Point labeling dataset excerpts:
* start *

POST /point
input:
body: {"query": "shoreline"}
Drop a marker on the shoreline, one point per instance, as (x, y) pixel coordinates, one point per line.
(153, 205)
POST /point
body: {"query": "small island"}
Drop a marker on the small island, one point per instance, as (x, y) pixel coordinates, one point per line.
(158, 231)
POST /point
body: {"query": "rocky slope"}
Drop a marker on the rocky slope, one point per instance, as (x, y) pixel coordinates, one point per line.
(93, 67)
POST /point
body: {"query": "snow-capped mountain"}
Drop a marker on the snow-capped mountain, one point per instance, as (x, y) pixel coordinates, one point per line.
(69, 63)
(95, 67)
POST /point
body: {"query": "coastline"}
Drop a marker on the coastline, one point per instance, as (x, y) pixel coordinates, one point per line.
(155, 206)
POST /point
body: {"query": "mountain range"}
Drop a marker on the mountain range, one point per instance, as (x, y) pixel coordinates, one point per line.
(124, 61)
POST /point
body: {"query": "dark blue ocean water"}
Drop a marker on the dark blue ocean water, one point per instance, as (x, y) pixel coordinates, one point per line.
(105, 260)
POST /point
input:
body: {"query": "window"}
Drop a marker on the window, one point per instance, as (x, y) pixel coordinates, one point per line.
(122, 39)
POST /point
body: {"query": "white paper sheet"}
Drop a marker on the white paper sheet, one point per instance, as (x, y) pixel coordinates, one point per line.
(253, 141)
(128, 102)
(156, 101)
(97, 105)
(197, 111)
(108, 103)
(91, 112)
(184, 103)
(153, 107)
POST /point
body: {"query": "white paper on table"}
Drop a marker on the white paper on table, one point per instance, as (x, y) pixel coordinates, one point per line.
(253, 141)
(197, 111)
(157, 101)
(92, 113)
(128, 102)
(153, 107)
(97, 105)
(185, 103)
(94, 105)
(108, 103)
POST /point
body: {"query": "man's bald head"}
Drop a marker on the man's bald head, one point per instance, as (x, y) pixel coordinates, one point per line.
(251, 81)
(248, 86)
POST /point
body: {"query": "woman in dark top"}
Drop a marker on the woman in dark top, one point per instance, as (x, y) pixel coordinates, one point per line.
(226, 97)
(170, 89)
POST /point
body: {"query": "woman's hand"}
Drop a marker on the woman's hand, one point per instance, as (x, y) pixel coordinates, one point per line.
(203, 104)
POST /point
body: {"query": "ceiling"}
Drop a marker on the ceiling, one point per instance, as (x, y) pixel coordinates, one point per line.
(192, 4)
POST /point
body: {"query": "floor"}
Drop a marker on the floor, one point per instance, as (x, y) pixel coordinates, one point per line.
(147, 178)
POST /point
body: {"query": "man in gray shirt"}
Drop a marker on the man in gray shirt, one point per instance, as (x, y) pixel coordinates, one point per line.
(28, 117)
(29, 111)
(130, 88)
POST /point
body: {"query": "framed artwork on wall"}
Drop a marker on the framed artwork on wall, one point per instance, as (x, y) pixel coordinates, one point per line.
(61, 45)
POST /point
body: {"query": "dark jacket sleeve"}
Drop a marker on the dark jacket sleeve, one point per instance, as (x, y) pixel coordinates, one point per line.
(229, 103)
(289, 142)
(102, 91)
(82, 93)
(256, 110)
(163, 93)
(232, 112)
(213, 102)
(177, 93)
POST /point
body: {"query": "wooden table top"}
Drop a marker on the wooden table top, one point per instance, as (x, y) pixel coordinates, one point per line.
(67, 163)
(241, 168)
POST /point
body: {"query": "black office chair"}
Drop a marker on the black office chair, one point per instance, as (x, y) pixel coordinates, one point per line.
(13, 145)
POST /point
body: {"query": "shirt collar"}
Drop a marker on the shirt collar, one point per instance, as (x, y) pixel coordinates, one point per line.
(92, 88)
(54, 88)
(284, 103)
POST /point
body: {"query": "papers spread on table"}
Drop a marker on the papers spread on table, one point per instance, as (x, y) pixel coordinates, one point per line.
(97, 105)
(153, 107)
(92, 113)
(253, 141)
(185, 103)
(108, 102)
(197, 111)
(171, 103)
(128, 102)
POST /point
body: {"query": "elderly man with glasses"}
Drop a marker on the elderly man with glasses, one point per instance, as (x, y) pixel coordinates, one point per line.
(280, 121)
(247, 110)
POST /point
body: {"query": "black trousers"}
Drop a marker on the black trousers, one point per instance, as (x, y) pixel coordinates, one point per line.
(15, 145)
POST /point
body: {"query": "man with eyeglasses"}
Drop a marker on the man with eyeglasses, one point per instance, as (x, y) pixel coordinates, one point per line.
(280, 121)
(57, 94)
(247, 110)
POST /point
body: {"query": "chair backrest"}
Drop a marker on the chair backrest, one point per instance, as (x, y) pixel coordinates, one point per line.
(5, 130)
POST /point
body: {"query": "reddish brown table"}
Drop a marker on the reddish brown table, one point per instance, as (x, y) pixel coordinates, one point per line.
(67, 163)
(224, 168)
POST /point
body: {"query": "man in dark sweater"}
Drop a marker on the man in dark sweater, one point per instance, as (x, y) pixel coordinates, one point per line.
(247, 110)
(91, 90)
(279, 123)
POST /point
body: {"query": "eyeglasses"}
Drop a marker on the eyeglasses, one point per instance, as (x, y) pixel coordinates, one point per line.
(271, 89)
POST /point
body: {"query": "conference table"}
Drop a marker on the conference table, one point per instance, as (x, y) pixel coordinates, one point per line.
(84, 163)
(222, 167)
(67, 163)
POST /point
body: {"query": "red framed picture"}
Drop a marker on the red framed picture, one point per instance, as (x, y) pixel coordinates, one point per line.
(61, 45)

* end *

:: Task requirements ::
Transcribe all of the material exactly. Omit nothing.

:: Solution to this exercise ::
POST /point
input:
body: {"query": "shoreline"}
Drop a marker on the shoreline, one point per instance, as (x, y) pixel coordinates, one point per line.
(153, 205)
POST /point
body: {"query": "small island"}
Drop a marker on the small island, one point per instance, as (x, y) pixel coordinates, one point per line.
(158, 231)
POST /point
body: {"query": "rocky slope"}
Drop a marker on the rocky slope, one point per instance, as (x, y) pixel coordinates, one point per line.
(93, 67)
POST /point
body: {"query": "snow-capped mountain"}
Drop a marker on the snow-capped mountain, one point per instance, as (x, y) pixel coordinates, one point per line.
(69, 63)
(95, 67)
POST /point
body: {"query": "coastline"}
Drop a marker on the coastline, one point per instance, as (x, y) pixel coordinates, one point per line.
(155, 206)
POST /point
body: {"query": "mountain range"}
Drop a marker on the mountain range, one point per instance, as (x, y) pixel coordinates, one point per line.
(124, 61)
POST /point
body: {"query": "dark blue ocean water"}
Drop a marker on the dark blue ocean water, one point per instance, as (x, y) pixel coordinates, one point per line.
(105, 260)
POST /point
input:
body: {"query": "window"}
Drop a marker on the window, one point per instance, as (x, y) pixel coordinates, one point per line.
(122, 39)
POST /point
body: {"query": "white paper sheet"}
Drop a marker on the white paper sheet, one point per instance, as (x, y) pixel coordinates, one point per line.
(253, 141)
(128, 102)
(156, 101)
(97, 105)
(197, 111)
(108, 103)
(91, 112)
(184, 103)
(153, 107)
POST /point
body: {"query": "white paper on table"}
Drop a marker on the white paper on table, one point per instance, as (x, y) pixel coordinates, one point per line.
(253, 141)
(197, 111)
(157, 101)
(92, 113)
(128, 102)
(153, 107)
(97, 105)
(185, 103)
(94, 105)
(108, 103)
POST /point
body: {"query": "man's bald head"}
Drop a marker on the man's bald head, one point per instance, as (x, y) pixel coordinates, one point per line.
(251, 81)
(248, 86)
POST /point
body: {"query": "woman in dark top"}
Drop a marker on the woman in dark top, one point per instance, as (x, y) pixel coordinates, one point per line.
(226, 97)
(170, 89)
POST /point
body: {"query": "woman's hand"}
Drop a marker on the woman's hand, one point per instance, as (x, y) pixel coordinates, one point per line.
(203, 104)
POST /point
body: {"query": "ceiling"}
Drop a marker on the ceiling, one point per instance, as (x, y) pixel coordinates, one point per line.
(192, 4)
POST /point
body: {"query": "floor"}
Drop a marker on the floor, one point per instance, as (x, y) pixel coordinates, one point per line.
(147, 178)
POST /point
body: {"query": "man in gray shirt"}
Drop a marker on the man in gray shirt, one point per instance, as (x, y) pixel coordinates, one point per line.
(28, 117)
(29, 111)
(130, 88)
POST /point
body: {"query": "framed artwork on wall"}
Drop a marker on the framed artwork on wall, one point per instance, as (x, y) pixel coordinates, one point per line.
(61, 45)
POST /point
body: {"query": "dark jacket sleeve"}
Drop a marker on the dark jacket sleeve, one point per instance, as (x, y) pixel coordinates, one point per line.
(229, 103)
(289, 142)
(102, 91)
(82, 93)
(256, 110)
(163, 93)
(232, 112)
(213, 102)
(177, 93)
POST /point
body: {"query": "wooden table top"}
Drop a marker on the wooden table top, one point per instance, as (x, y) pixel coordinates, one point per line.
(67, 163)
(241, 168)
POST /point
body: {"query": "black office chair"}
Drop a marker on the black office chair, one point per instance, as (x, y) pixel coordinates, one point per line.
(13, 145)
POST /point
body: {"query": "shirt collar"}
Drop a marker on the shirt collar, one point per instance, as (x, y) pixel coordinates, one point per line.
(92, 88)
(54, 88)
(284, 103)
POST /point
body: {"query": "papers spread on table"}
Drop a marker on the papers spread on table, one point per instance, as (x, y) pixel coordinates, one point per line.
(97, 105)
(153, 107)
(92, 113)
(253, 141)
(185, 103)
(108, 102)
(197, 111)
(171, 103)
(128, 102)
POST /point
body: {"query": "elderly man with glasses"}
Drop a marker on the elderly man with glasses, one point per instance, as (x, y) pixel coordinates, one point per line.
(280, 121)
(247, 110)
POST /point
body: {"query": "black trousers"}
Drop a marker on the black trousers, one point per instance, as (x, y) pixel coordinates, one point per line.
(15, 145)
POST /point
body: {"query": "man with eyeglasses"}
Drop a marker on the man with eyeglasses, one point per instance, as (x, y) pixel coordinates, one point per line.
(280, 121)
(57, 94)
(247, 110)
POST /point
body: {"query": "chair backrest"}
Drop a marker on the chair backrest, one point per instance, as (x, y) pixel coordinates, one point per line.
(5, 130)
POST /point
body: {"query": "reddish brown table"}
Drop a marker on the reddish brown table, one point per instance, as (x, y) pixel coordinates, one point per line.
(67, 163)
(224, 168)
POST /point
body: {"query": "man in dark sweater"}
Drop a marker on the man in dark sweater, one point per instance, as (x, y) pixel coordinates, one point per line.
(247, 110)
(91, 90)
(279, 123)
POST /point
body: {"query": "eyeglasses"}
Drop a marker on the eyeglasses, one point per instance, as (x, y) pixel coordinates, one point per line.
(271, 89)
POST /point
body: {"query": "conference table"}
Drop a marker on the conference table, one point per instance, as (x, y) pixel coordinates, one point per line.
(84, 163)
(222, 167)
(67, 163)
POST /point
body: {"query": "red framed picture"}
Drop a marker on the red framed picture, one point per instance, as (x, y) pixel coordinates, one point per line.
(61, 45)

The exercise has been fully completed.